======== Textauszug

Im 2. NSU-Prozess ging es am heutigen 5. Verhandlungstag weiter mit Vernehmungen von Kriminalbeamt*innen zu Aliasnamen und Bahncards. Am Nachmittag wurde dann im Rahmen einer Zeuginnenaussage das „Bekennervideo“ des NSU gezeigt.
Zeug*innen:
- Annika La. (KHK, Ermittlungen zu Aliasnamen des NSU-Kerntrios)
- Michael Ge. (KHK, Befragungen von Nachbar*innen der Emingers)
- Sascha A. (KHK, Verbindungsdaten der von Zschäpe genutzten Mobilnummer)
- Jeanette Pf. (KHK, Ermittlungen zum NSU-„Bekennervideo“)
Der 5. Verhandlungstag beginnt um 10:05 Uhr. Als erste Zeugin wird Kriminalhauptkommissarin Annika La. vernommen. La. referiert zu den verschiedenen vom Kerntrio genutzten Aliasnamen, beginnend mit Mandy St., die 1998 den Kontakt zu Max-Florian Bu. herstellte, bei dem das Kerntrio zunächst untertauchen konnte. St. soll Zschäpe laut der Zeugin auch ihre Krankenkassenkarte zur Verfügung gestellt haben. Inwiefern der Name St. darüber hinaus durch Zschäpe genutzt worden sei, könne sie nicht beurteilen. Ab 2001 mit dem Umzug in die Zwickauer Polenzstraße habe Zschäpe dann „Susann“ oder „Lisa Dienelt“ verwendet, durchgehend bis 2011. Unter diesen Namen seien unter anderem Einzahlungsbelege, Rechnungen und Reisebuchungen im Brandschutt gefunden worden. Ebenfalls durchgehend bis 2011 habe Zschäpe das Alias „Pohl“ mit den Vor
namen „Lisa“, „Mandy“, „Silvia“ oder „Susanne“ genutzt, zum Teil für „geschäftliche Zwecke“. Auch der Name „Lisa Mohl“ sei einmal verwendet worden. Im Jahr 2006 habe Beatrix Ja. einen Mobilfunkvertrag beantragt, dessen Rufnummer von Zschäpe genutzt worden sei. Im gleichen Jahr habe Holger Gerlach die Krankenkassenkarte von Silvia Ro. für Zschäpe besorgt, die für Zahnarztbesuche genutzt worden sein soll. Unter dem Namen Ro. seien im Brandschutt auch ein Bibliotheksausweis, ein Brillenpass und eine Payback-Karte gefunden worden. Laut Zeugin konnte jedoch nicht festgestellt werden, ob diese Dokumente tatsächlich auch genutzt wurden.

================
======== Vorliegende Datensätze

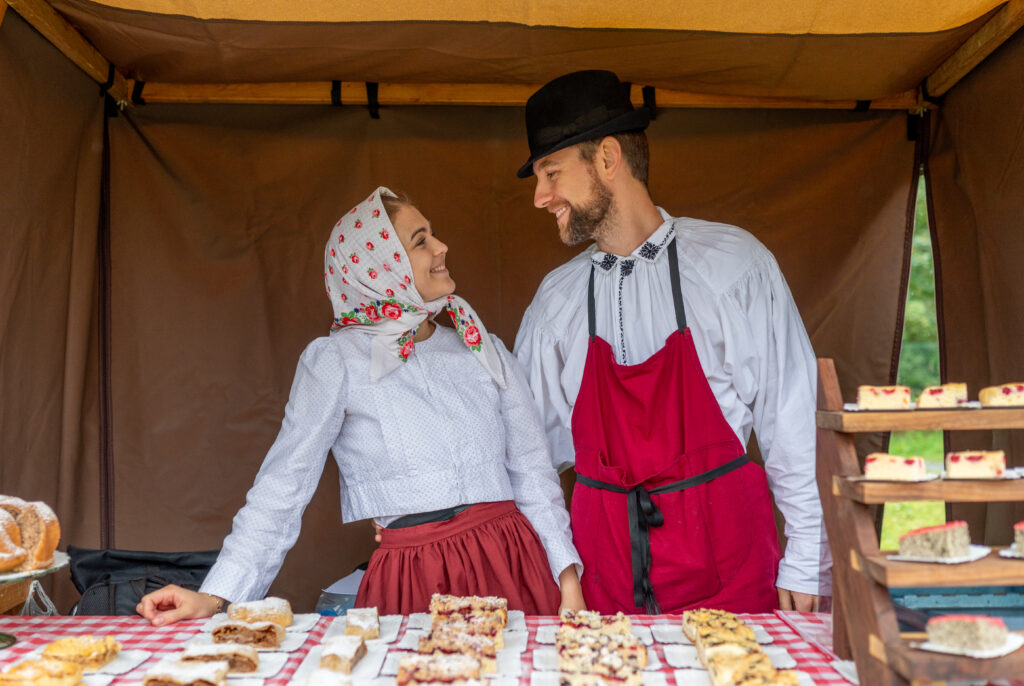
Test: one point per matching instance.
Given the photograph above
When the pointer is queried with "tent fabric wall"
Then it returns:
(50, 144)
(977, 182)
(219, 215)
(180, 48)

================

-- Gestellte Aufgaben --
1 > Geben Sie sämtliche Zeilen der Datensätze als nummerierte Liste aus und lassen Sie dabei Leerzeilen sowie die Bilder weg.
2 > Schreiben Sie den Textauszug über den 5. Verhandlungstag im zweiten NSU-Prozess im Anschluss an seinen letzten Satz weiter.
Der Textauszug und die Datensätze stammen aus voneinander unabhängigen Quellen.

-- Lösungen --
1 >
1. Test: one point per matching instance.
2. Given the photograph above
3. When the pointer is queried with "tent fabric wall"
4. Then it returns:
5. (50, 144)
6. (977, 182)
7. (219, 215)
8. (180, 48)

2 >
Der Name „Susann Eminger“ sei das erste Mal 2007 verwendet worden. La. berichtet von dem Wasserschaden in der Polenzstraße 2 und der folgenden polizeilichen Vernehmung Zschäpes. In diesem Zuge habe sich Zschäpe gegenüber der Polizei als Susann Eminger ausgegeben. Das Alias „Susann Eminger“ soll 2007 außerdem für den Kauf eines Schlauchboot-Außenbordmotors sowie für die Anmeldung bei einer Videothek genutzt worden sein. Von 2008 bis 2012 habe es zudem mehrere Urlaubsbuchungen unter dem Namen gegeben. Hierbei sei die reale Adresse der Emingers angegeben worden, aber die von Zschäpe genutzte Telefonnummer. La. beendet ihre Ausführung damit, dass Zschäpe bei ihrer Festnahme ein Bahnticket und eine Fahrradservicekarte auf den Namen „Susann Eminger“ mit sich geführt habe.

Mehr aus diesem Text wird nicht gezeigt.